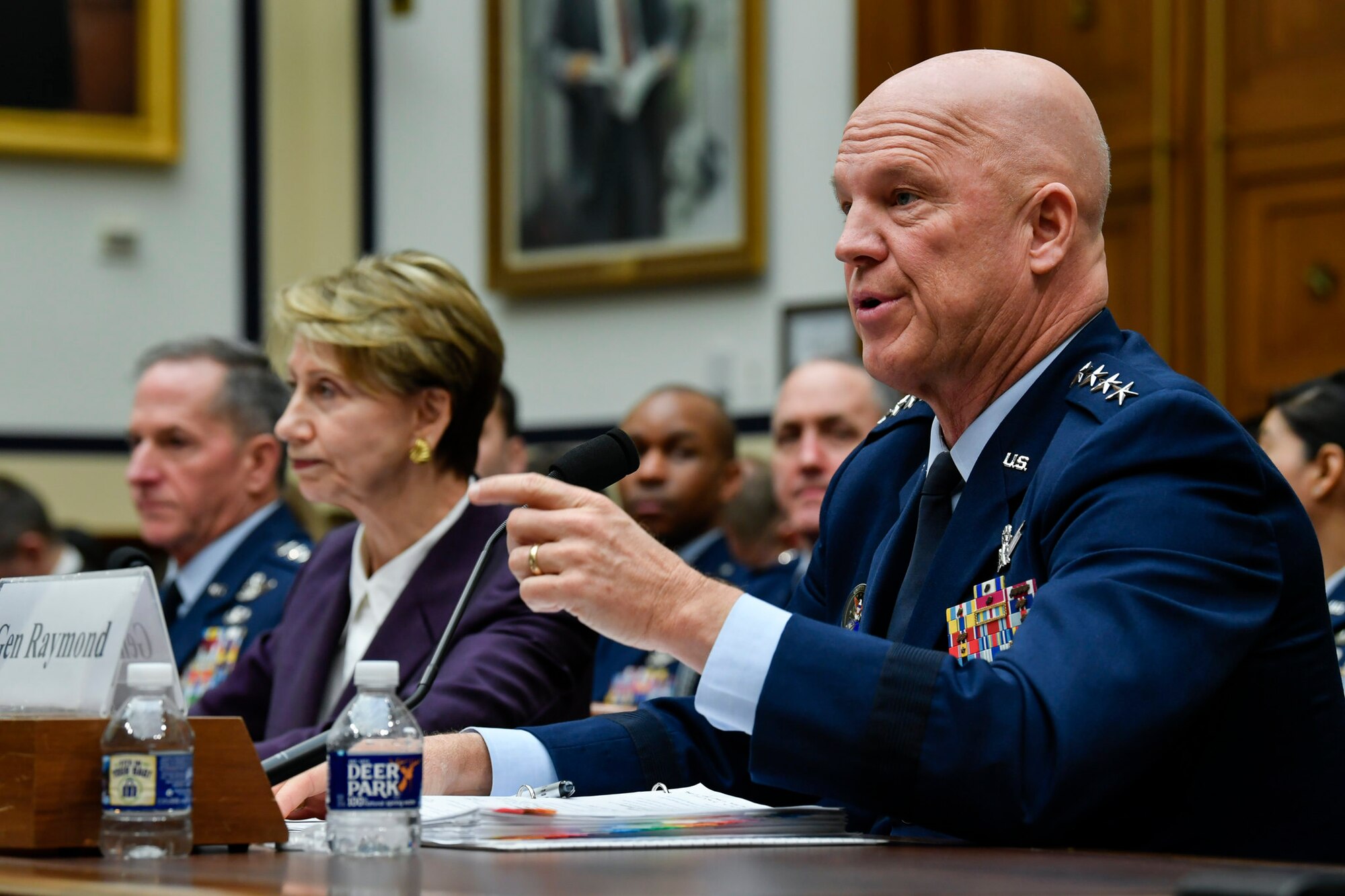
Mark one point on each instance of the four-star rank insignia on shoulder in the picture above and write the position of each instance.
(1098, 378)
(985, 626)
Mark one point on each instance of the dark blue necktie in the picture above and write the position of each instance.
(941, 483)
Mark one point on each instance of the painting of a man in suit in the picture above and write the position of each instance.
(627, 120)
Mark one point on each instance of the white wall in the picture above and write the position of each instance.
(72, 321)
(582, 360)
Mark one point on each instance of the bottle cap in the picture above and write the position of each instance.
(150, 674)
(377, 673)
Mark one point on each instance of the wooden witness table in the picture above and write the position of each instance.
(900, 868)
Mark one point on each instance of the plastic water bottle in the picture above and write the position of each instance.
(375, 756)
(147, 770)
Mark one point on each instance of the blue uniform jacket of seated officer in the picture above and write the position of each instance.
(256, 576)
(1175, 686)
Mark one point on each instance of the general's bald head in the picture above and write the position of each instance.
(1026, 118)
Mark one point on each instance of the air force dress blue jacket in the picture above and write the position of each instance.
(1174, 688)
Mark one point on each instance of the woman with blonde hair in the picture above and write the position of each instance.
(396, 365)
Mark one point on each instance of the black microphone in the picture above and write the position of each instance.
(128, 559)
(594, 464)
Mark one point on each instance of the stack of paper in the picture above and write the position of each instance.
(687, 817)
(687, 811)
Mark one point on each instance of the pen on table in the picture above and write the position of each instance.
(560, 788)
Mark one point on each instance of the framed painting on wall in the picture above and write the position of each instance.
(625, 143)
(89, 79)
(818, 330)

======

*STATED TASK*
Copy all of the data above word for word, including every line of text and every coordinate, but leave out the picture.

*CORRECT OUTPUT*
Mark one point on each instance of the four-star rank insignia on shoulder in the picture above and write the position of each instance.
(1098, 378)
(985, 626)
Mark one point on each instance of the dark blue necktie in the picture above and write the position of each instance.
(941, 483)
Mark one point on each instance of the painting of a man in suit in the picture above and write the position of each instance.
(627, 120)
Mark one point on each instance of the white wall in the picture above and write the position of each instance.
(72, 321)
(582, 360)
Mark one point on each instance of the bottle cap in the picture above and write the position of each instance.
(150, 674)
(377, 673)
Mark one point on each instance of the wooden witness table in the picture above and write the position of each instance.
(900, 868)
Mark one point on each instance of the plastic water bottle in the picture above and write the position of each instance.
(375, 756)
(147, 770)
Mark one point on each instance of the blue uniform jacket of seated officer in the picture above and write the position of each instance.
(256, 576)
(1175, 686)
Mark one point on each instance of the general's bald head in the picture above and write the position of each instance.
(1026, 118)
Mark one point on each instance of the air force dress blue jacket in the picture above and write the position of each instance.
(1174, 688)
Mark one point on each instance of the woman with blonde hair in the picture above and write the position of each instance.
(396, 365)
Mark one point on each instance of the black microphone in the picture above and write the position of each instance.
(128, 559)
(594, 464)
Mark one point on each instance of the stack of paper in the picture above and write the position of each instance.
(687, 817)
(687, 811)
Mark one point on each instance of the pen on table in the picture above and write the position of each instance.
(560, 788)
Mark one point on each instance of the framed painting on wall in the picture above and write the position of each instance.
(625, 143)
(89, 79)
(818, 330)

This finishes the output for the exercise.